— やること —
下のリストのすべての行を、「番号」と「内容」の2列のMarkdownの表に並べてください。空行は省いてください。

★ ★ ★ ★ ★

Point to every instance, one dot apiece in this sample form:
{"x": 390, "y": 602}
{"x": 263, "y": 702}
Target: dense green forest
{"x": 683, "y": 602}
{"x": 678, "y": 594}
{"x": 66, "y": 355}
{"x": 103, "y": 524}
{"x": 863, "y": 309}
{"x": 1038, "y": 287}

★ ★ ★ ★ ★

— 問題の答え —
| 番号 | 内容 |
|---|---|
| 1 | Point to every instance, one dot apiece in this sample form: |
| 2 | {"x": 390, "y": 602} |
| 3 | {"x": 263, "y": 702} |
| 4 | Target: dense green forest |
| 5 | {"x": 683, "y": 602} |
| 6 | {"x": 678, "y": 594} |
| 7 | {"x": 66, "y": 355} |
| 8 | {"x": 103, "y": 524} |
| 9 | {"x": 863, "y": 309} |
| 10 | {"x": 1038, "y": 287} |